● Page text
|---|
Often in the past, the University has helped a new college in the New England area get its start. It did so for the first time in 1701 in New Haven and the result was Yale. It did so two years ago in Waltham and the result was Brandeis University, now a coed institution of 460 and growing fast.
The fledgling college has patterned a General Education program after the University's, has similar composition and language requirements, got its first set of football pants from the H.A.A., and has even taken Harvard faculty men onto its staff.
Brandeis is also profiting by Harvard's experience with physical development. The new university will never look as if it had been laid out by Louis Brandeis' cow. Careful plans for a ten-year expansion program have been completed and the university, already owner of 160 acres of land, intends to buy more.
"We're not going to make the mistake of land constriction," Abram L. Sachar, president of Brandeis says. "We want an organic campus for our university which will include nine graduate schools and 2000 students by 1960." These are ambitious plans for a two-year-old institution, which started with a few run-down buildings and the purpose of making a corporate contribution to American higher learning on the part of the country's Jewish community.
While denominational universities are nothing new in this country, one backed by Jewish interests is. Although there have been other attempts to found such an institution, Brandeis is the first to succeed.
|---|
● Exercise data
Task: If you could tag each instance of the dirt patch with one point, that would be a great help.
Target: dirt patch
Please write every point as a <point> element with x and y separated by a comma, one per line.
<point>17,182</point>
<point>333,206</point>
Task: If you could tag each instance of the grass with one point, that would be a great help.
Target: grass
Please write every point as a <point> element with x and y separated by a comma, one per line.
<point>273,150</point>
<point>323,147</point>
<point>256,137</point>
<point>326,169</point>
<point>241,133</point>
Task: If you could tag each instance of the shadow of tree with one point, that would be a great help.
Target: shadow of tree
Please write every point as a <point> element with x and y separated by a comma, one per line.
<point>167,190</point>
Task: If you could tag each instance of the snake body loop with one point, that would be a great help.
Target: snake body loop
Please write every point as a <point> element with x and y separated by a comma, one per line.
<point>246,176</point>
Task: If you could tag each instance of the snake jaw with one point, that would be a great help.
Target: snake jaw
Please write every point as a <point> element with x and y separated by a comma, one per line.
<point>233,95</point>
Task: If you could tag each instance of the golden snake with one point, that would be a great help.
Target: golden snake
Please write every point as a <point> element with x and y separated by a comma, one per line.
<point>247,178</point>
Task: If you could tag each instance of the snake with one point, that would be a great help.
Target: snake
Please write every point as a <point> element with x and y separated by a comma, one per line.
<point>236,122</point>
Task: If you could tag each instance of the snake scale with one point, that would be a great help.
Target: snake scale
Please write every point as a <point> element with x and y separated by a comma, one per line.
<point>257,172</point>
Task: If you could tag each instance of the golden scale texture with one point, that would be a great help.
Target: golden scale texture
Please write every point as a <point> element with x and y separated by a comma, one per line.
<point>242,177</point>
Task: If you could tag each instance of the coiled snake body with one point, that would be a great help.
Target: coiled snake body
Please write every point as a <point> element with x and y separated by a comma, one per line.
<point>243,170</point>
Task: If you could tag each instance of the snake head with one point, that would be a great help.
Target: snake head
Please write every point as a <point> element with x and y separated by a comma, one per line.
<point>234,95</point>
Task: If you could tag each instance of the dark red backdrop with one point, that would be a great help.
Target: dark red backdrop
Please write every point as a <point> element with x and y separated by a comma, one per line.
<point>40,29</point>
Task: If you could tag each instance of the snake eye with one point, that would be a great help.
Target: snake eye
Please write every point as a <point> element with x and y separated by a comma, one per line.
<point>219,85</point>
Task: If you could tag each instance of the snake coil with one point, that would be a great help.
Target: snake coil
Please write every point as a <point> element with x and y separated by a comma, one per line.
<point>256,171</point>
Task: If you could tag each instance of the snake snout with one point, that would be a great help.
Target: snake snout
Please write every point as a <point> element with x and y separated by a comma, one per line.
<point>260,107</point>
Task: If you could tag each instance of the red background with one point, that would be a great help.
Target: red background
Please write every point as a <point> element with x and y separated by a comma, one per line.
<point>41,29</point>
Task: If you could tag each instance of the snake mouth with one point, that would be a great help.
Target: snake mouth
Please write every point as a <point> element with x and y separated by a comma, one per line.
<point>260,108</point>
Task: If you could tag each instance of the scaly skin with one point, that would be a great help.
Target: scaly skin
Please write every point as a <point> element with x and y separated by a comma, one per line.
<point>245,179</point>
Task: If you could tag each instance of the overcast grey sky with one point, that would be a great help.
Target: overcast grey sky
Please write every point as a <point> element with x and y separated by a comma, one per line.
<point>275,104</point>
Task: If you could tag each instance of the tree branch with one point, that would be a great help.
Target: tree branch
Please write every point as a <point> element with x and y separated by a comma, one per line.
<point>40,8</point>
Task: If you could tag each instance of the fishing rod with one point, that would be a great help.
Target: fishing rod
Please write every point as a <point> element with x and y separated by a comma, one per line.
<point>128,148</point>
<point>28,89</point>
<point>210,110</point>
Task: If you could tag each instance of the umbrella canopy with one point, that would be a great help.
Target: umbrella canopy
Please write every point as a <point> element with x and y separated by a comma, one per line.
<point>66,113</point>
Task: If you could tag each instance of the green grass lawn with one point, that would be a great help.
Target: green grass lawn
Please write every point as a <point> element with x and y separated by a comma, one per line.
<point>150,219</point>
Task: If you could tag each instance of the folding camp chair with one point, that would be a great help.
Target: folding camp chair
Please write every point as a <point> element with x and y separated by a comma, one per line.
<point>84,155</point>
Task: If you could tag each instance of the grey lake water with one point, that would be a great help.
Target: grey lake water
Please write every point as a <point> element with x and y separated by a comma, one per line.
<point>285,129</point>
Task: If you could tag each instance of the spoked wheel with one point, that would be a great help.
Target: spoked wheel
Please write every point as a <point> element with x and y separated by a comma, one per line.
|---|
● Work order 1
Copy the passage of the Brandeis University text word for word, starting at "Brandeis is also" and ending at "country's Jewish community.".
● Work order 2
Extend the article about Brandeis University, picking up right after its final sentence.

● Exercise output 1
Brandeis is also profiting by Harvard's experience with physical development. The new university will never look as if it had been laid out by Louis Brandeis' cow. Careful plans for a ten-year expansion program have been completed and the university, already owner of 160 acres of land, intends to buy more.
"We're not going to make the mistake of land constriction," Abram L. Sachar, president of Brandeis says. "We want an organic campus for our university which will include nine graduate schools and 2000 students by 1960." These are ambitious plans for a two-year-old institution, which started with a few run-down buildings and the purpose of making a corporate contribution to American higher learning on the part of the country's Jewish community.

● Exercise output 2
Two groups, headed by George Alpert of Boston and Rabbi Israel Goldstein of New York, jointed in 1945 to seek funds for a college; they acquired the present location in 1947. Previously, the property had belonged to the Middlesex College of Medicine and Surgery. When the institution failed, its owners gave the property to the Alpert-Goldstein group on the condition that whatever university be established, it must operate without discrimination as to race, creed or color.
After the Board of Trustees voted Alpert their president, they decided to name the school after Supreme Court Justice Louis D. Brandeis.
High expenditures were immediately necessary to put the University into operation. Remodeling the castle alone took the major part of $1,000,000.
Money and Controversy
Finances were indirectly responsible for the embryo college's first major controversy. In 1946, the two founding groups had asked Albert Einstein to let his name be used in the fund raising drive. The Einstein Foundation for Higher Learning became the first main money-seeking branch. When Goldstein became involved in a dispute with the scientist, the Rabbi resigned. This was in 1946.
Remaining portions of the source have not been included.